Reproduce every record exactly as it appears, but not the pictures.

──────────────────────────────

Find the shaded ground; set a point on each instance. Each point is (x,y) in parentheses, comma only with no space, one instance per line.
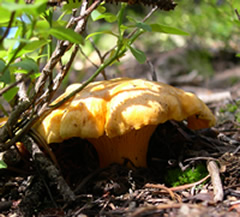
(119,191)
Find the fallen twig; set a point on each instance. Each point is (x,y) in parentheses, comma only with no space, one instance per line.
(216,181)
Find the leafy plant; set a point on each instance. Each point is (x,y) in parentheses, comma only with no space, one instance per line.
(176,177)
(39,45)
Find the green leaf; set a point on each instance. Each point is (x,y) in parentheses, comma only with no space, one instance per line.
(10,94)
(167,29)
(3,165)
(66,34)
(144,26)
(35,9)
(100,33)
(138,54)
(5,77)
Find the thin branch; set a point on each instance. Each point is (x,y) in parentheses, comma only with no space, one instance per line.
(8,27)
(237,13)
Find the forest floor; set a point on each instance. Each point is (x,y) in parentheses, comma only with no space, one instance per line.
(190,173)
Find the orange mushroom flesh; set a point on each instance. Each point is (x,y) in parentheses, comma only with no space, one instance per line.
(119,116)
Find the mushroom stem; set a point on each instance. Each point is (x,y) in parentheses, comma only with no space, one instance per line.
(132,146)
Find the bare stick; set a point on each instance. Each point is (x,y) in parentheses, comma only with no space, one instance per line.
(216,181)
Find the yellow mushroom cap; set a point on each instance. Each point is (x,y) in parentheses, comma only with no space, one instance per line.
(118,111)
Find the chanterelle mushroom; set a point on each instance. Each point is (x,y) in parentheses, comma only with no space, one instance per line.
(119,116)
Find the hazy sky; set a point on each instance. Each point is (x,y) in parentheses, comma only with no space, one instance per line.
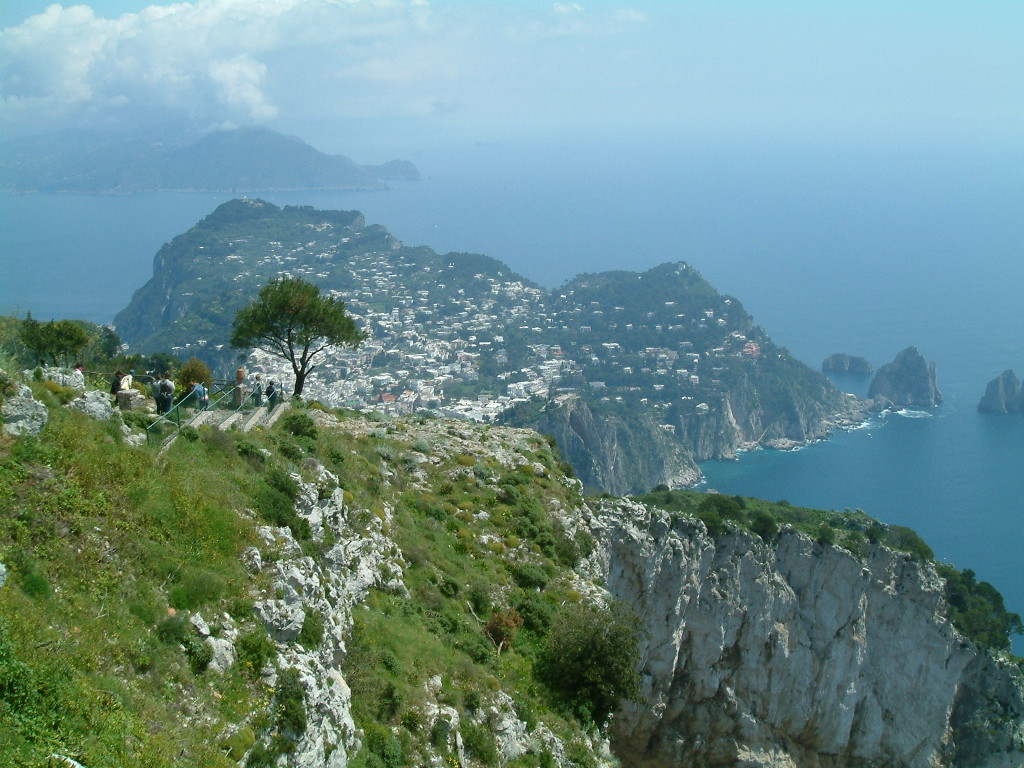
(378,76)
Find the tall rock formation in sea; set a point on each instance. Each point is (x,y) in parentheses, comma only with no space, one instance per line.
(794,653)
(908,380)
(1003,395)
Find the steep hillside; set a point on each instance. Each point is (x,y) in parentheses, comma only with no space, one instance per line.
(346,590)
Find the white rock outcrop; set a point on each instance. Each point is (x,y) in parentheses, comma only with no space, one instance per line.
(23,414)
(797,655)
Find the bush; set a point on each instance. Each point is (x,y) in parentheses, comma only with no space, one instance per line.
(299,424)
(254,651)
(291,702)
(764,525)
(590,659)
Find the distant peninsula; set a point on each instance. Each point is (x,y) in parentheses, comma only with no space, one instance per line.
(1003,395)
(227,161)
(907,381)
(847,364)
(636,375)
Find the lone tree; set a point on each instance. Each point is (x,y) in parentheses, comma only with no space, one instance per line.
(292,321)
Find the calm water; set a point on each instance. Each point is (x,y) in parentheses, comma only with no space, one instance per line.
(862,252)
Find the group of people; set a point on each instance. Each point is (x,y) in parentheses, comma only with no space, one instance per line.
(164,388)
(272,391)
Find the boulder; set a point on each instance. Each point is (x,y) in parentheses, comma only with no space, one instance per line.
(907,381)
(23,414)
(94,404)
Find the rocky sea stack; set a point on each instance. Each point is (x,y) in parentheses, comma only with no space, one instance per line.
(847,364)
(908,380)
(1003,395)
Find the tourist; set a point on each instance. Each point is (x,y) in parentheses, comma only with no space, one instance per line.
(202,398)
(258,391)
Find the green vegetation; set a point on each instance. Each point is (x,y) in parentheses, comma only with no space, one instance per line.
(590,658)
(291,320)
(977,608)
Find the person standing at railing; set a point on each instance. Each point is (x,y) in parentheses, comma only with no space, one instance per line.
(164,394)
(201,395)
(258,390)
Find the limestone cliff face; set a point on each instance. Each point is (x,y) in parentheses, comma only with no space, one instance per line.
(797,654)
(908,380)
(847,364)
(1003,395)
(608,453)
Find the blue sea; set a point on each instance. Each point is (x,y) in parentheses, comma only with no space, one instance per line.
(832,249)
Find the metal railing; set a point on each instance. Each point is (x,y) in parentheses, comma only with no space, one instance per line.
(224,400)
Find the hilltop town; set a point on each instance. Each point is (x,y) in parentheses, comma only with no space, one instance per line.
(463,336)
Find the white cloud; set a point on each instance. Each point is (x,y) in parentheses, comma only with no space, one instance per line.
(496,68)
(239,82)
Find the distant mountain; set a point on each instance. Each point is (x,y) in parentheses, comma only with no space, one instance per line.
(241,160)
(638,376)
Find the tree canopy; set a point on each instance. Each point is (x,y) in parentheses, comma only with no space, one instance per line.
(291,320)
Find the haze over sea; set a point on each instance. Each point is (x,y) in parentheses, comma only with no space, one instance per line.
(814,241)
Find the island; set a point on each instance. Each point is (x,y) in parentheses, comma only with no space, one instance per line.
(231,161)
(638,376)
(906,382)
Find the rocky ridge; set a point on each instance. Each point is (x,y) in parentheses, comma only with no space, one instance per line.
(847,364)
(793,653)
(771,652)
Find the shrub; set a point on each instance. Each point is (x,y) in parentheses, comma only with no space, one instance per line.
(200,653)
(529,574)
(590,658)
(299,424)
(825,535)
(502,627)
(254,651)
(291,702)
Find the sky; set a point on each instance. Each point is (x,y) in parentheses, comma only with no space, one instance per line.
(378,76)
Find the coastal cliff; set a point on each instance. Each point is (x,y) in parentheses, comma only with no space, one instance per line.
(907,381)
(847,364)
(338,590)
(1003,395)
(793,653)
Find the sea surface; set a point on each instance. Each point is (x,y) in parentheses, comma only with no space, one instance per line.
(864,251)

──────────────────────────────

SOLVED PROBLEM →
Find the shaded ground; set a point on each instance. Each point is (x,y) in parentheses, comma only with no space, one instance per line.
(119,191)
Find the fallen twig; set a point on each instance. Each point is (x,y) in parentheses, comma only with no space, one instance per line.
(216,181)
Find the leafy plant; set a point on each instance. Each point is (x,y) in parentheses, comma only with no space, one instance per line.
(176,177)
(39,45)
Find the green leaf; set a point on each instance. Each point is (x,y) in parentheses, comma only with no space, one instance per line.
(10,94)
(167,29)
(3,165)
(66,34)
(144,26)
(35,9)
(100,33)
(138,54)
(5,77)
Find the thin branch; set a point on each instance. Each point is (x,y) in parentheses, comma only with no space, one instance per line.
(8,27)
(237,13)
Find the forest floor; set a point on each instance. Each point is (x,y) in parentheses, comma only with no space, one instance per line.
(190,173)
Find the orange mushroom flesh; set a point on each instance. Each point is (x,y) in parentheses, comma only with no space, one instance per line.
(119,116)
Find the mushroom stem; set a point on each instance. Each point is (x,y) in parentheses, comma only with no space, one instance per line.
(132,146)
Find the bare stick; set a point on each instance. Each point is (x,y) in parentheses, comma only with no space, one instance per line.
(216,181)
Find the yellow mushroom cap; set a point on each instance. Each point is (x,y) in parentheses, comma only with no space, one instance per line.
(118,111)
Find the chanterelle mushroom; set a point on each instance. Each point is (x,y) in parentheses, comma only with no space, one instance per line.
(119,116)
Find the hazy sky; set a point on each instance. Each point is (x,y) in parentheses, comma only with no space, one instance per line.
(378,76)
Find the tall rock formation in sea; set a point on each instance. Each point is (x,y) in parentheses, comma only with no space, one instance per line.
(794,653)
(908,380)
(1003,395)
Find the steep hillside; set a point on each instance. Each point is (x,y) in parentheses, comma only with no space, one instance per line.
(346,590)
Find the white rock outcrop; set a point on each instance. Each point is (x,y) in parentheses, comma only with no space, one instance per line.
(23,414)
(797,655)
Find the bush; set a point on each instance. Each point is (x,y) in parentheses, comma only with no space, one instance per line.
(299,424)
(254,651)
(291,702)
(764,525)
(590,659)
Find the distant peninsula; set a point on each instance. Each point is (x,y) in parentheses, comma only with no space, one instance per line.
(1003,395)
(227,161)
(907,381)
(847,364)
(636,375)
Find the lone tree; set a point on each instance. Each point is (x,y) in parentheses, comma only with no space, one instance per line.
(292,321)
Find the calm water; set a point on each instance. Each point is (x,y) in parentheses, comma only with no space, one instance per line.
(862,252)
Find the group of people; set a point on each instance. Each point is (x,y) in parentheses, comma only with no space, one instance per line.
(164,388)
(272,391)
Find the boulder; set a point on each instance. Each point is (x,y) in parentheses, comma only with no space, one instance per line.
(907,381)
(23,414)
(94,404)
Find the rocky sea stack; set a point on each instance. Each point is (x,y) in parentheses, comma only with no space, one instance per line.
(847,364)
(908,380)
(1003,395)
Find the tourist; set a point on each instance. Each point is (x,y) in parentheses, comma only with no space, one instance per line.
(202,398)
(258,391)
Find the green vegetation; set a point on each instance. Each point is (x,y) in parentheses, comma only with no space, one instance per line.
(590,658)
(291,320)
(977,608)
Find the person standing at railing; set a point on each instance. Each point is (x,y) in parentheses, comma only with no space, one instance per line.
(164,394)
(201,395)
(258,390)
Find the limestone cliff face; set a point on each instance. Each point is (x,y) in parentheses, comma only with no space, one instance per line.
(797,654)
(908,380)
(847,364)
(1003,395)
(608,453)
Find the blue sea; set a point on each instance. Each point is (x,y) in parentheses, comma only with no space, one instance per line.
(832,249)
Find the metal railing; set a point on each instance. Each point is (x,y) in parentheses, comma only with no space, one instance per line.
(224,400)
Find the hilltop town; set a point on each instance. Each point is (x,y) in parentheses, comma only with no space, one instance per line.
(463,336)
Find the white cloud; set a point on each instance. Each point is (x,y) in parentheses, comma only with no space, one instance per line.
(496,68)
(239,82)
Find the distant mountain; set a point on each instance. Each point is (x,y) in parentheses, comma only with no space, one instance per line.
(241,160)
(638,376)
Find the tree canopy; set a point on each instance. Each point is (x,y) in parentheses, comma only with no space, one instance per line.
(291,320)
Find the haze over sea; set a point on each instance. Each point is (x,y) in parentheses, comma only with no space, one instance per line.
(814,241)
Find the island; set a point on each instance. Each point is (x,y) in parentheses, comma only with no space, one instance per line.
(231,161)
(638,376)
(906,382)
Find the rocky ridge; set a point on each instance. Each point is (x,y) in parentheses, comma only with no space, one instance per line.
(847,364)
(793,653)
(771,652)
Find the shrub; set a point on each instance. Each point is (x,y) in parentheses, comma only with no space, one instance per line.
(200,653)
(529,574)
(590,658)
(299,424)
(825,535)
(502,627)
(254,651)
(291,702)
Find the sky; set a point on each instance. Each point is (x,y) in parentheses, comma only with no space, one instance per line.
(378,76)
Find the coastal cliff; set a point on each instance. Each point is (x,y) in parentheses, comma only with no space, one instance per line.
(907,381)
(847,364)
(338,590)
(1003,395)
(793,653)
Find the sea surface; set a point on each instance. Each point is (x,y) in parentheses, comma only with no space, one instance per line.
(864,251)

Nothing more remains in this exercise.